Excerpts of pointing data
»»

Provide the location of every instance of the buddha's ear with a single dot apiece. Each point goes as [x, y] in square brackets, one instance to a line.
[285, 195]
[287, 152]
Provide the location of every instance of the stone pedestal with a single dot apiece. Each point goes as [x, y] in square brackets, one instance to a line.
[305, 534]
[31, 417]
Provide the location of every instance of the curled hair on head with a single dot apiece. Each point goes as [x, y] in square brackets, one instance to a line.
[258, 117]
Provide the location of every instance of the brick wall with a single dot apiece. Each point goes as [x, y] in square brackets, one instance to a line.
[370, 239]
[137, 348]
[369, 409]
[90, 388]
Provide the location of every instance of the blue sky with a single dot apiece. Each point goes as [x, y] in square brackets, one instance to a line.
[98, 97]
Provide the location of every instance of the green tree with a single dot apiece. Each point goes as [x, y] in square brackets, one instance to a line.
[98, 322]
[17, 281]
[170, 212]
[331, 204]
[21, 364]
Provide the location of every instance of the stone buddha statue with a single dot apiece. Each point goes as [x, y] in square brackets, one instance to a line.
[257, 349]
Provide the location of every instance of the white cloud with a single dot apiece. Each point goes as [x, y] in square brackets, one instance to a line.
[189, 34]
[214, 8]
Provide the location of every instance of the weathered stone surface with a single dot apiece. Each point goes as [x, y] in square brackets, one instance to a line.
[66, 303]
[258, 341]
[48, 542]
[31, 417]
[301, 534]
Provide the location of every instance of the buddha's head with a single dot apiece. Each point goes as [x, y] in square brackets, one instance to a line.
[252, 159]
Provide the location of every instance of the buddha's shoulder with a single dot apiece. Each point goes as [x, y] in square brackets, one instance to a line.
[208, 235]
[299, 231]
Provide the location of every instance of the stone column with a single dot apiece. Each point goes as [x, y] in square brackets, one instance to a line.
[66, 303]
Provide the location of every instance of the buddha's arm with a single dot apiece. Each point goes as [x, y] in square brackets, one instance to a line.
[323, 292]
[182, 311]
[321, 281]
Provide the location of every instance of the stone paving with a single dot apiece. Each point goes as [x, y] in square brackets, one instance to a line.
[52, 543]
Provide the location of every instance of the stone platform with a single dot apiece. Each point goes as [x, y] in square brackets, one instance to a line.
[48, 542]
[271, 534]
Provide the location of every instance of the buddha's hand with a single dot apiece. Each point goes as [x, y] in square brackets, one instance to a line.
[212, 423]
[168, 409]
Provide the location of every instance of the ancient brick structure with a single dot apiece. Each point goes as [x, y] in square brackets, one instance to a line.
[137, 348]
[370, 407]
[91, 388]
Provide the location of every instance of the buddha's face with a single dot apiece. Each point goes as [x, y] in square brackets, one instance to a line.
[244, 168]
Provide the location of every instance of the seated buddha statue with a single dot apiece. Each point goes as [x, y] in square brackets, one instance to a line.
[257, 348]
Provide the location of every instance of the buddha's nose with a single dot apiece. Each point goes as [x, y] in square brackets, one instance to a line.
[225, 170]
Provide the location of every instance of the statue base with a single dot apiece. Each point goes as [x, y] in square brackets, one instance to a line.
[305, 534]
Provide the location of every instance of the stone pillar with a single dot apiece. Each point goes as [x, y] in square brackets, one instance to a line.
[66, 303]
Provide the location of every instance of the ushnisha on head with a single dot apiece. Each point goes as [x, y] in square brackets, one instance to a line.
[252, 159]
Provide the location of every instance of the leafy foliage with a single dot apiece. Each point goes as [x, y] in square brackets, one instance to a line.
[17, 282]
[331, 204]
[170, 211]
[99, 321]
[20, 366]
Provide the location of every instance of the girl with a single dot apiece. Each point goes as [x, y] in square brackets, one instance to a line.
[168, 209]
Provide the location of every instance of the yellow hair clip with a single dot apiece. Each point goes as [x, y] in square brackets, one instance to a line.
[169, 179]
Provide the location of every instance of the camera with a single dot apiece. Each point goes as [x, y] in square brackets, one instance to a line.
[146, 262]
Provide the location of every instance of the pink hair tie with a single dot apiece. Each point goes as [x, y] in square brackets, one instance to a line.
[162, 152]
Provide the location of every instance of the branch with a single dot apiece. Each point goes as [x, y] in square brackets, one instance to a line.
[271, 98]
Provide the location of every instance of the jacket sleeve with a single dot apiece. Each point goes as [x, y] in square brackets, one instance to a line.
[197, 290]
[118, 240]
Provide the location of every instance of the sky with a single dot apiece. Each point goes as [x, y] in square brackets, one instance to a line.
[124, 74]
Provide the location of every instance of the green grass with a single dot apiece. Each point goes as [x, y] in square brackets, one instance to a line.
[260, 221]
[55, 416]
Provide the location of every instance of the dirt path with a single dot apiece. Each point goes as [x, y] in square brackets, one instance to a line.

««

Copy the lines of the items word for word, starting with the line that contains "Provide the location of every instance of the camera" and continuing through the last line of the items.

Provide the location of every instance of the camera with a single dot apiece. Each point goes as [x, y] in square brackets, one instance to a line.
[146, 262]
Provide the location of every instance of the pink hair tie with a single dot apiece. Each point goes as [x, y] in square brackets, one instance to a line.
[162, 152]
Provide the location of every instance of the branch with a single dot apiece. Each point goes as [x, y] in square brackets, one instance to a line.
[271, 98]
Provide the location of every instance of the jacket sleeve with a single dot apiece. Each point goes as [x, y] in square brackets, one instance to a line.
[197, 290]
[118, 240]
Provide the location of every instance of the sky with a single dot apiece. Each point goes as [x, y] in square brackets, one instance to a line.
[124, 74]
Provide the location of every instance of the green grass with a single dot apiece. Each point goes as [x, y] in square brackets, one instance to a line.
[260, 221]
[55, 416]
Provide the location of every instance of the dirt path with a single dot apiece. Each point goes as [x, y] in square brackets, one instance to a line.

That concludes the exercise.